# [EXERCISE GOAL]
Could you convert the following items into a JSON list of strings, with one string per line and blank lines left out?

# [RECORDS FOR THE EXERCISE]
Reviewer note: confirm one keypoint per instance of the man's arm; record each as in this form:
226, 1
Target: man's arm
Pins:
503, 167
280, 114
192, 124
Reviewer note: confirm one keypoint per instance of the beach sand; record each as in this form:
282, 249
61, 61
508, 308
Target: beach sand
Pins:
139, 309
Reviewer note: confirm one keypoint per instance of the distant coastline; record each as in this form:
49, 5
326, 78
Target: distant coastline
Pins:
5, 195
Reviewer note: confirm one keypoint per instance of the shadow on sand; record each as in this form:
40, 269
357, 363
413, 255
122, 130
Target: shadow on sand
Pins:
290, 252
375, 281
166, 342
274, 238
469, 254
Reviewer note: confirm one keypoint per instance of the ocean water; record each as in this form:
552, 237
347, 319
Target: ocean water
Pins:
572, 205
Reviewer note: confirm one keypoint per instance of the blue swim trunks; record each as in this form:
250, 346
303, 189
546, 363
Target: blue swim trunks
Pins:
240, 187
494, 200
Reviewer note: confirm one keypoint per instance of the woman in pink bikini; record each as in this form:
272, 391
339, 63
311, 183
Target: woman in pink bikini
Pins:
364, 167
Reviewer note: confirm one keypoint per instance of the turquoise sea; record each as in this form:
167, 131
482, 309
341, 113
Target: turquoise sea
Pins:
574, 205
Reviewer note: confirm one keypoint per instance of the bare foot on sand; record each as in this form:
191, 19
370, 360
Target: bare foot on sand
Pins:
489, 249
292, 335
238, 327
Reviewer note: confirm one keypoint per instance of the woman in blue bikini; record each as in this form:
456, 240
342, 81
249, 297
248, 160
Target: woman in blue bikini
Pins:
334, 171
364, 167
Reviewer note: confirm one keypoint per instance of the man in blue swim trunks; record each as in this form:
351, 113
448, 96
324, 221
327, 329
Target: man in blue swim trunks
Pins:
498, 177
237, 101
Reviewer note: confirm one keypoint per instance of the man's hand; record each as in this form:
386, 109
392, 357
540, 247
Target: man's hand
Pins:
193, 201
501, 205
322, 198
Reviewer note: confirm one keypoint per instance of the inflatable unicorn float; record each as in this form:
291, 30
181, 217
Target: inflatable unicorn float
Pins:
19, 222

# [ANSWER FOR THE TASK]
[
  "Reviewer note: confirm one keypoint per instance of the man's arm; record each as in this form:",
  "226, 1",
  "Target: man's arm",
  "Pins:",
  "503, 167",
  "280, 114",
  "192, 124",
  "Reviewer note: confirm one keypoint per instance of the beach sand; record each as in this form:",
  "282, 249",
  "61, 61",
  "508, 308",
  "Target: beach sand",
  "Pins:",
  "139, 309",
  "Reviewer note: confirm one keypoint per instance of the distant coastline; record each as in this form:",
  "49, 5",
  "326, 78",
  "Target: distant coastline",
  "Pins:",
  "5, 195",
  "Reviewer note: confirm one keypoint per instance of the shadow on sand; record each as in this form:",
  "40, 269",
  "357, 363",
  "413, 255",
  "122, 130",
  "Target: shadow on sand",
  "Pins:",
  "290, 252",
  "375, 281",
  "166, 342",
  "274, 238",
  "469, 254",
  "Reviewer note: confirm one keypoint per instance of the ocean water; record each as in this form:",
  "552, 237",
  "347, 319",
  "Target: ocean water",
  "Pins:",
  "572, 205",
  "Reviewer note: confirm one keypoint per instance of the blue swim trunks; record each as in this form:",
  "250, 346",
  "303, 189",
  "546, 363",
  "Target: blue swim trunks",
  "Pins:",
  "240, 187",
  "494, 200",
  "Reviewer note: confirm one keypoint per instance of the woman in pink bikini; record each as in this form:",
  "272, 391",
  "339, 63",
  "311, 183",
  "Target: woman in pink bikini",
  "Pins:",
  "364, 167",
  "Reviewer note: confirm one keypoint per instance of the turquoise sea; record each as in this form:",
  "167, 131",
  "482, 309",
  "341, 113",
  "Target: turquoise sea",
  "Pins:",
  "574, 205",
  "Reviewer note: confirm one keypoint per instance of the bare foot on sand; record each as in this form:",
  "191, 19",
  "370, 360",
  "Target: bare foot on sand",
  "Pins:",
  "489, 249",
  "292, 335",
  "238, 327",
  "Reviewer note: confirm one keypoint per instance of the woman in blue bikini; record each as in this form:",
  "456, 240",
  "342, 81",
  "249, 297",
  "248, 160",
  "Target: woman in blue bikini",
  "Pins:",
  "334, 171",
  "364, 167",
  "Reviewer note: confirm one keypoint per instance of the man in blue swim trunks; record each as in this form:",
  "351, 113",
  "448, 96",
  "324, 221",
  "327, 329",
  "Target: man in blue swim trunks",
  "Pins:",
  "498, 177",
  "237, 101",
  "Reviewer note: confirm one keypoint per instance of the man's hand; record each as in this form:",
  "386, 109",
  "392, 357",
  "540, 247",
  "Target: man's hand",
  "Pins:",
  "193, 201",
  "501, 205",
  "322, 198",
  "Reviewer note: confirm one keypoint per instance of the inflatable unicorn float; record each as in this form:",
  "291, 30",
  "181, 217",
  "Target: inflatable unicorn float",
  "Pins:",
  "19, 222"
]